▸ Sezione del testo:
►

Né leader, né dispensatore di poltrone
La Giunta Dellai non ha più ragione d'essere: sbeffeggiati i programmi, la voglia di poltrone non trova sbocchi razionali. Le ragioni di fondo di una crisi irresolvibile.
Non conosciamo, mentre andiamo in stampa, le ultime evoluzioni della crisi della Giunta Provinciale: chi voterà la mozione di sfiducia contro Dellai, quale sarà il comportamento del Patt, da che parte andranno Caterina Dominici o Paola Conci… Ma tutto questo è assolutamente secondario.
Il discorso di fondo è chiaro: la Giunta Dellai non ha più ragione di essere, e tenta solo di sopravvivere a se stessa.

◄

▸ Obiettivo:
Rispondi a queste domande sul testo dedicato alla crisi della Giunta Dellai:
1. Contro chi è rivolta la mozione di sfiducia?
2. Quali due persone vengono nominate come incerte sulla parte da cui andranno?
3. Che cosa tenta di fare la Giunta Dellai, secondo l'ultima frase?

▸ Materiale fornito:
►

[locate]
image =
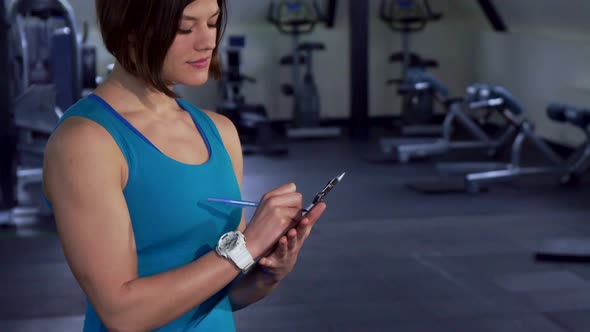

◄

▸ Risposta corretta:
1. Contro Dellai.
2. Caterina Dominici e Paola Conci.
3. Tenta solo di sopravvivere a se stessa.